Would you copy out the whole listing exactly as given?

**Exercise data**
..............................

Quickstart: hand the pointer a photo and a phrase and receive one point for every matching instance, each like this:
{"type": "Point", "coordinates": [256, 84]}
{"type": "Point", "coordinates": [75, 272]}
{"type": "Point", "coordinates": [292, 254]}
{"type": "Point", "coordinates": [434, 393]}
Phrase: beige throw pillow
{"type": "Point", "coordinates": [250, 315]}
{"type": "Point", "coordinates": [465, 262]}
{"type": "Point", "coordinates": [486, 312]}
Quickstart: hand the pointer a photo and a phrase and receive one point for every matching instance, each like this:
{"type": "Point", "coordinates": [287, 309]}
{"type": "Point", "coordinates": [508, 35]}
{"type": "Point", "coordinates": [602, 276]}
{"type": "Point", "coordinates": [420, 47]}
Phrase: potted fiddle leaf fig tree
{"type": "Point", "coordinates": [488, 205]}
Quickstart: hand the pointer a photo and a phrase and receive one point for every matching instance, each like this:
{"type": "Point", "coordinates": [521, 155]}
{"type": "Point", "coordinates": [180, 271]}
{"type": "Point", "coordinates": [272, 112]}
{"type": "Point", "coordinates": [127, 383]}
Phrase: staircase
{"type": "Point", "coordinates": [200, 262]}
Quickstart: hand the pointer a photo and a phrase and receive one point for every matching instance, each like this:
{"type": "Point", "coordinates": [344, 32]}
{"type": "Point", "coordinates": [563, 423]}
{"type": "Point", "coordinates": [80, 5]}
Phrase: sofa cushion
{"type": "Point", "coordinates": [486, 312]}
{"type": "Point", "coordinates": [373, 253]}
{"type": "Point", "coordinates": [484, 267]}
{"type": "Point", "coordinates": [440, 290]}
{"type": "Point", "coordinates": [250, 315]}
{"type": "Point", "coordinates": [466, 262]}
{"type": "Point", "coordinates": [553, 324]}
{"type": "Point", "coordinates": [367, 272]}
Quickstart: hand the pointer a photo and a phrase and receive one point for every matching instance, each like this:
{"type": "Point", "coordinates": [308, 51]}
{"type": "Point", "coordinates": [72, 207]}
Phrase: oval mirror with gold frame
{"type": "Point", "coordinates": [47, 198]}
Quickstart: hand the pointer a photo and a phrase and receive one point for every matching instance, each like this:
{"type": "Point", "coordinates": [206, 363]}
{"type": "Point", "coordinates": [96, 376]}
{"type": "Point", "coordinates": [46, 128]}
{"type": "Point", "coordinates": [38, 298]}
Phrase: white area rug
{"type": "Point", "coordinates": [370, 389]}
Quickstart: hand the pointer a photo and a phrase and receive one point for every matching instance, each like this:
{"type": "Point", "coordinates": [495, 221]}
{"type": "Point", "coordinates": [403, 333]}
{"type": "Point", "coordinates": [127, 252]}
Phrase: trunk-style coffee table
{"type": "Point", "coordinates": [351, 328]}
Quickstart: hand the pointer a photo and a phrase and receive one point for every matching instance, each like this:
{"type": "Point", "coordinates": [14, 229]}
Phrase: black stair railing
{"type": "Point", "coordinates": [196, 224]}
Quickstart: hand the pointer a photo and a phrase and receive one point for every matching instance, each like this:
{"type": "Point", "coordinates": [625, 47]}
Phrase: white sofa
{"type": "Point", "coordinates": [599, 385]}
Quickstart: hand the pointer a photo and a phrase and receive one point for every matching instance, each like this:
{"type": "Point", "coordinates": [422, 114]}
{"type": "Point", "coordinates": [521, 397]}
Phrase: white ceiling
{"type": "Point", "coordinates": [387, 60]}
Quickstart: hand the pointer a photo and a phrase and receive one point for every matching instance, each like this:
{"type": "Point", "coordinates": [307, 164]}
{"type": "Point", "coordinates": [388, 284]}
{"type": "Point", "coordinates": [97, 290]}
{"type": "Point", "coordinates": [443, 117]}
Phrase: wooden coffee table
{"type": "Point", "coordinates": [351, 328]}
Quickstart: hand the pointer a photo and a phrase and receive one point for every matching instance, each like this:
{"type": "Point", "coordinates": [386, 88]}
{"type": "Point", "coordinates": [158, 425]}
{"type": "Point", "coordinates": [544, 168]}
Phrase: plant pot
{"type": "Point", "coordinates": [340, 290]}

..............................

**Answer to the task**
Quickstart: hand the pointer a photo and a phrase and receive one point for every matching instance, each like this:
{"type": "Point", "coordinates": [256, 84]}
{"type": "Point", "coordinates": [75, 272]}
{"type": "Point", "coordinates": [292, 254]}
{"type": "Point", "coordinates": [434, 393]}
Phrase: beige throw pillow
{"type": "Point", "coordinates": [250, 315]}
{"type": "Point", "coordinates": [465, 262]}
{"type": "Point", "coordinates": [486, 312]}
Quickstart: hand the pointer a photo and a phrase and receive one point for every matching instance, each like this:
{"type": "Point", "coordinates": [287, 309]}
{"type": "Point", "coordinates": [508, 35]}
{"type": "Point", "coordinates": [602, 276]}
{"type": "Point", "coordinates": [420, 47]}
Phrase: potted fiddle leaf fig tree
{"type": "Point", "coordinates": [488, 205]}
Quickstart: hand the pointer a photo and a phrase and receive one point for every matching instance, each like this:
{"type": "Point", "coordinates": [521, 155]}
{"type": "Point", "coordinates": [180, 271]}
{"type": "Point", "coordinates": [272, 112]}
{"type": "Point", "coordinates": [127, 383]}
Phrase: staircase
{"type": "Point", "coordinates": [200, 262]}
Quickstart: hand the pointer a photo and a phrase and receive one point for every matching instance, each like this:
{"type": "Point", "coordinates": [344, 32]}
{"type": "Point", "coordinates": [563, 423]}
{"type": "Point", "coordinates": [80, 5]}
Phrase: sofa cushion
{"type": "Point", "coordinates": [486, 312]}
{"type": "Point", "coordinates": [373, 253]}
{"type": "Point", "coordinates": [484, 267]}
{"type": "Point", "coordinates": [440, 290]}
{"type": "Point", "coordinates": [250, 315]}
{"type": "Point", "coordinates": [466, 262]}
{"type": "Point", "coordinates": [553, 324]}
{"type": "Point", "coordinates": [367, 272]}
Quickstart: hand the pointer a photo and a phrase and receive one point for every matching instance, each like this:
{"type": "Point", "coordinates": [308, 51]}
{"type": "Point", "coordinates": [72, 207]}
Phrase: oval mirror with gold frame
{"type": "Point", "coordinates": [47, 198]}
Quickstart: hand the pointer a photo and a phrase and receive one point for every matching instance, each like this:
{"type": "Point", "coordinates": [206, 363]}
{"type": "Point", "coordinates": [96, 376]}
{"type": "Point", "coordinates": [46, 128]}
{"type": "Point", "coordinates": [38, 298]}
Phrase: white area rug
{"type": "Point", "coordinates": [370, 389]}
Quickstart: hand the pointer a photo and a phrase and receive one point for every matching instance, each like this:
{"type": "Point", "coordinates": [495, 221]}
{"type": "Point", "coordinates": [403, 333]}
{"type": "Point", "coordinates": [127, 252]}
Phrase: trunk-style coffee table
{"type": "Point", "coordinates": [351, 328]}
Quickstart: hand the pointer a photo and a phrase and receive one point for every matching instance, each like this:
{"type": "Point", "coordinates": [14, 229]}
Phrase: black stair railing
{"type": "Point", "coordinates": [196, 224]}
Quickstart: hand the pointer a photo and a phrase and receive one point for every matching instance, each like this:
{"type": "Point", "coordinates": [625, 47]}
Phrase: white sofa
{"type": "Point", "coordinates": [599, 385]}
Quickstart: hand the pointer a photo and a phrase and receive one point for every matching instance, each like this:
{"type": "Point", "coordinates": [422, 114]}
{"type": "Point", "coordinates": [521, 397]}
Phrase: white ceiling
{"type": "Point", "coordinates": [387, 60]}
Quickstart: hand the pointer a photo and a phrase and receive one point for every matching instance, each like this:
{"type": "Point", "coordinates": [307, 164]}
{"type": "Point", "coordinates": [388, 284]}
{"type": "Point", "coordinates": [97, 290]}
{"type": "Point", "coordinates": [443, 117]}
Phrase: wooden coffee table
{"type": "Point", "coordinates": [351, 328]}
Quickstart: hand the pointer a photo and a phrase and receive one point for every matching instance, each like this:
{"type": "Point", "coordinates": [386, 88]}
{"type": "Point", "coordinates": [158, 425]}
{"type": "Point", "coordinates": [544, 168]}
Phrase: plant pot
{"type": "Point", "coordinates": [340, 290]}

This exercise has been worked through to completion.